» REQUIRED WORK
Give back exactly the lines from the start of the entries below to the line holding "Query: white cloud", that line included, and leave every picture out.

» EXCERPTED RECORDS
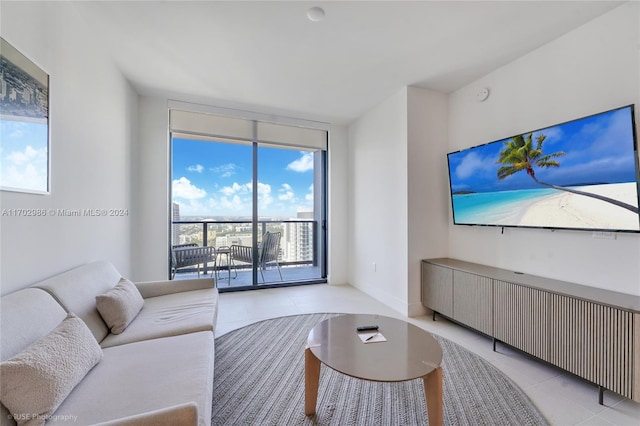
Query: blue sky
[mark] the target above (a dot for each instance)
(598, 148)
(23, 154)
(214, 179)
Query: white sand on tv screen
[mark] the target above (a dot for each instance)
(579, 211)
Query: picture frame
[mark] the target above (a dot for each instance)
(24, 123)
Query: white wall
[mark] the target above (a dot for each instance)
(591, 69)
(378, 202)
(92, 118)
(428, 196)
(398, 192)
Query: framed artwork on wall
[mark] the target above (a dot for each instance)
(24, 123)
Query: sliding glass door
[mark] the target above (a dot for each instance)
(249, 212)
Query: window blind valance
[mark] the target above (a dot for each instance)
(217, 126)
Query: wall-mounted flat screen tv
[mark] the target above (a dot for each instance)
(582, 174)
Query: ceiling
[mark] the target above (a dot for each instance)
(267, 56)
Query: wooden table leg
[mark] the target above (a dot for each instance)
(433, 393)
(311, 382)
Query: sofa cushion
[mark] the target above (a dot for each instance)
(170, 315)
(92, 279)
(145, 376)
(18, 310)
(38, 379)
(120, 305)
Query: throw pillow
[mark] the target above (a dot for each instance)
(37, 380)
(120, 305)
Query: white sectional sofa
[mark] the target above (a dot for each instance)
(159, 370)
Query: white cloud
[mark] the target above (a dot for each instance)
(235, 204)
(197, 168)
(225, 170)
(309, 196)
(264, 195)
(29, 155)
(236, 188)
(183, 188)
(286, 193)
(25, 169)
(302, 164)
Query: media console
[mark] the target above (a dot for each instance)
(590, 332)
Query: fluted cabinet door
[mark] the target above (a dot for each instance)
(520, 318)
(437, 288)
(472, 301)
(592, 341)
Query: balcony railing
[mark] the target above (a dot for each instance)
(298, 243)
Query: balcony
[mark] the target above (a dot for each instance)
(298, 259)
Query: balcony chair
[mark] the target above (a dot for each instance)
(183, 255)
(268, 251)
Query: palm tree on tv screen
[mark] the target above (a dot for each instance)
(519, 154)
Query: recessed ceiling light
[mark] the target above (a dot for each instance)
(315, 14)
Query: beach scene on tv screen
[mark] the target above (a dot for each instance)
(581, 174)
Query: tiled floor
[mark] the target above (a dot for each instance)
(562, 398)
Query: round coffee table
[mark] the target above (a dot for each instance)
(408, 353)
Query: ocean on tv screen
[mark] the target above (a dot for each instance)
(581, 174)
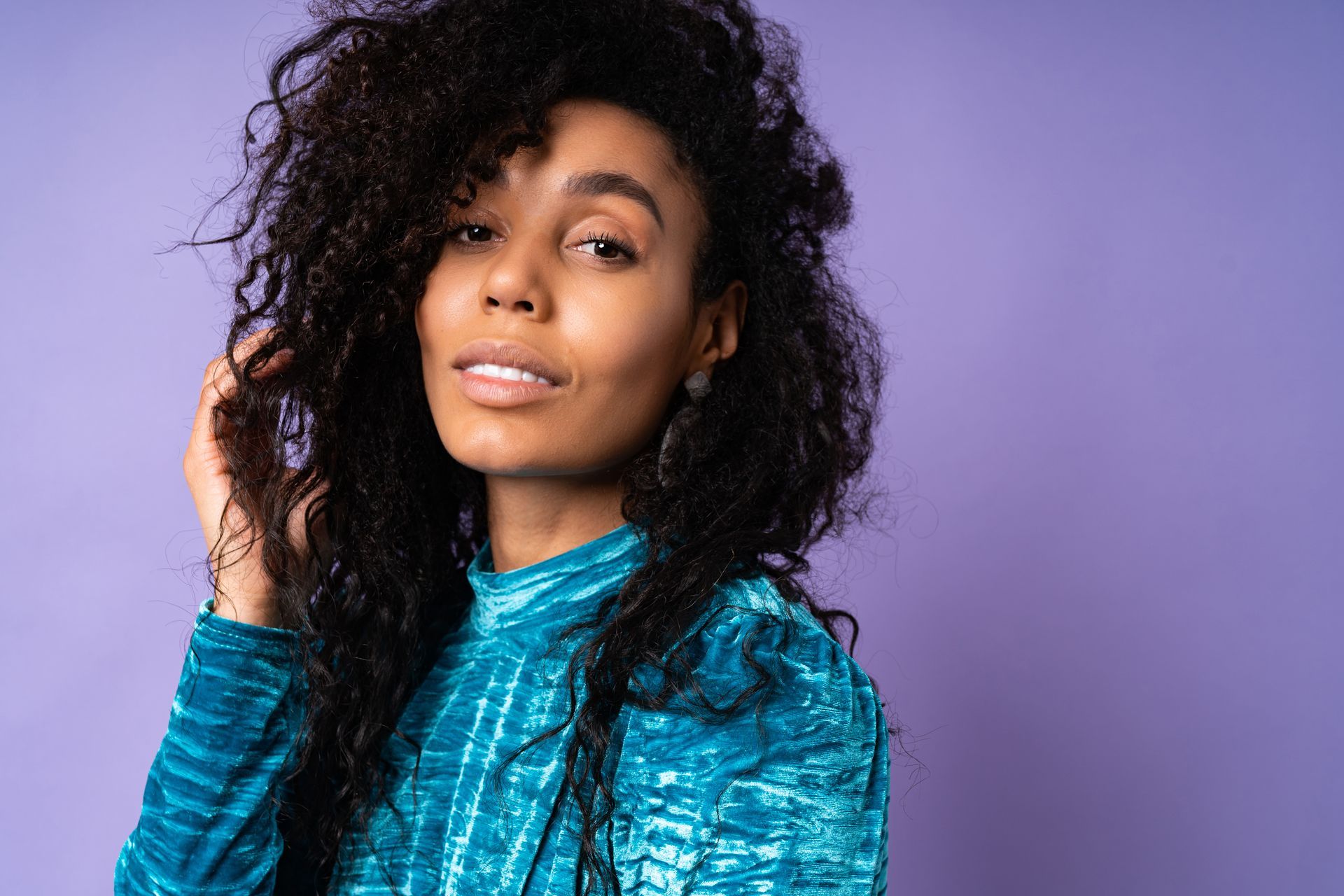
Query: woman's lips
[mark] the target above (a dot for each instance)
(493, 391)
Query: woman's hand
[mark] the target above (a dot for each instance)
(244, 590)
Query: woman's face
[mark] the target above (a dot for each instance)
(542, 262)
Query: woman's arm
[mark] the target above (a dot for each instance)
(207, 824)
(797, 805)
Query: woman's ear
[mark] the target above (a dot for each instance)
(718, 328)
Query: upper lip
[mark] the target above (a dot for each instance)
(505, 354)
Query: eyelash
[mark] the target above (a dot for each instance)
(592, 238)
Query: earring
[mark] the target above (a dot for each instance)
(698, 384)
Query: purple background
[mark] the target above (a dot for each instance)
(1105, 238)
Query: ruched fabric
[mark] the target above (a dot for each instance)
(790, 794)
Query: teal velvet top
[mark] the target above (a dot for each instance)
(797, 805)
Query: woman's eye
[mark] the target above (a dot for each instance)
(472, 230)
(606, 244)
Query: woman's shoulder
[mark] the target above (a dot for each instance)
(749, 629)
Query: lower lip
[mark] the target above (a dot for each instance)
(493, 391)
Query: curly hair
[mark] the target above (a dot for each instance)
(379, 112)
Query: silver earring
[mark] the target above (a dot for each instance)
(698, 384)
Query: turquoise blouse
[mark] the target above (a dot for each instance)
(797, 806)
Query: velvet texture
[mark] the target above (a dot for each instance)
(788, 797)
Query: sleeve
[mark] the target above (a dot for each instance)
(209, 820)
(792, 799)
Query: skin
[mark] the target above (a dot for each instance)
(625, 332)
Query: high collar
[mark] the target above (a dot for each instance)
(552, 590)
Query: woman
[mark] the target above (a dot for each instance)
(554, 365)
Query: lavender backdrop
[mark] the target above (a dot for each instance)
(1105, 239)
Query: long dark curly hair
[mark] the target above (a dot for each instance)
(374, 115)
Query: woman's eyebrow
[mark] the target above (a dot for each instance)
(601, 183)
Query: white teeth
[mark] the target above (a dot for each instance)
(508, 374)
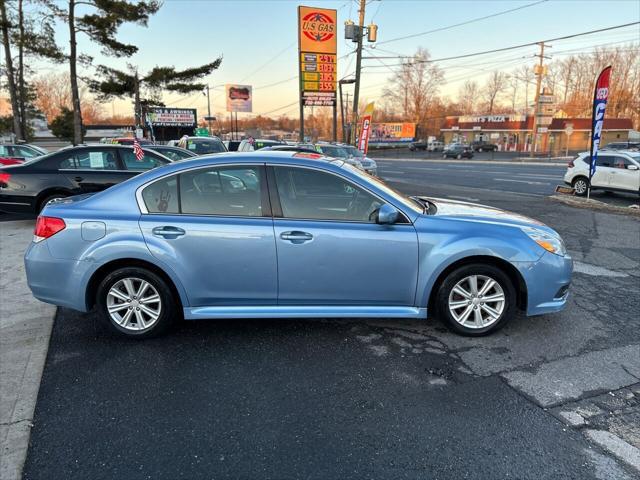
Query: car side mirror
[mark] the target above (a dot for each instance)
(387, 215)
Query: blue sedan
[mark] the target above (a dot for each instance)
(281, 234)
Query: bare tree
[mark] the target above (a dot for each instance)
(414, 87)
(495, 85)
(468, 96)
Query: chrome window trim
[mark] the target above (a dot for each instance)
(90, 170)
(145, 211)
(409, 222)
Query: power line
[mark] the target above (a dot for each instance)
(504, 49)
(279, 108)
(287, 48)
(467, 22)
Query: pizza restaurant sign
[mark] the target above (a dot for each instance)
(493, 119)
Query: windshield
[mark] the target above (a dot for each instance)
(407, 202)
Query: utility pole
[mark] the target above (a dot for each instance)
(539, 71)
(356, 93)
(209, 109)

» YOUR RESPONSE
Query: blue sky
[mark] the target above (a dot for each instance)
(598, 148)
(23, 154)
(214, 179)
Query: white sand on tv screen
[mark] the target above (a dot for each instance)
(579, 211)
Query: picture frame
[mark] the target above (a dot for each instance)
(24, 123)
Query: white wall
[mark] the target above (a dot for each instance)
(591, 69)
(378, 202)
(92, 118)
(428, 196)
(398, 192)
Query: framed artwork on wall
[mark] the target above (a dot for each instance)
(24, 123)
Query: sliding glass door
[mark] the target above (a dot for each instance)
(249, 212)
Query: window blind valance
[mark] the target above (a dot for each instance)
(217, 126)
Query: wall-mounted flat screen tv
[mark] the target above (a dot for each instance)
(582, 174)
Query: ceiling
[mark] the target above (a dot for each instance)
(267, 56)
Query: wooden table leg
[mark] the target above (a dot for each instance)
(433, 393)
(311, 382)
Query: sofa cushion
[mark] the target above (a dot for each instance)
(170, 315)
(92, 279)
(145, 376)
(18, 310)
(38, 379)
(120, 305)
Query: throw pillow
[mark] the target above (a dot for each instance)
(37, 380)
(120, 305)
Query: white sectional sofa
[mark] the target above (a dot for each instance)
(159, 370)
Query: white cloud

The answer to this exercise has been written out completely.